----- Data
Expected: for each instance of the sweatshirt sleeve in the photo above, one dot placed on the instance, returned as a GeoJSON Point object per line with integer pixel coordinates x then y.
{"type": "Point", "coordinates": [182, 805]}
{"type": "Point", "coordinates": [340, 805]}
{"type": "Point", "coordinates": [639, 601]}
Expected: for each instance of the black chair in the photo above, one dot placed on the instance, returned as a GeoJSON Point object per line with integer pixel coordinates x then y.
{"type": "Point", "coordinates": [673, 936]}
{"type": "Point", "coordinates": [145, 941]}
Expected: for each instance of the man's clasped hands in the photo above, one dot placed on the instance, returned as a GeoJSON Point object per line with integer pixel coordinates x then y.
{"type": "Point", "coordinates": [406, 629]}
----------
_Brief:_
The expected output is the exact run of lines from the line with "Expected: for each instance of the black" through the last line of the material above.

_Solution for this problem:_
Expected: for each instance of the black chair in the photo above, one dot placed on the instance, returned as a GeoJSON Point object per line with integer pixel coordinates x then y.
{"type": "Point", "coordinates": [673, 936]}
{"type": "Point", "coordinates": [145, 941]}
Expected: for each instance of the man's clasped hands in the photo above, one dot placed on the instance, returned as a GeoJSON Point object per line with integer pixel coordinates x then y.
{"type": "Point", "coordinates": [406, 629]}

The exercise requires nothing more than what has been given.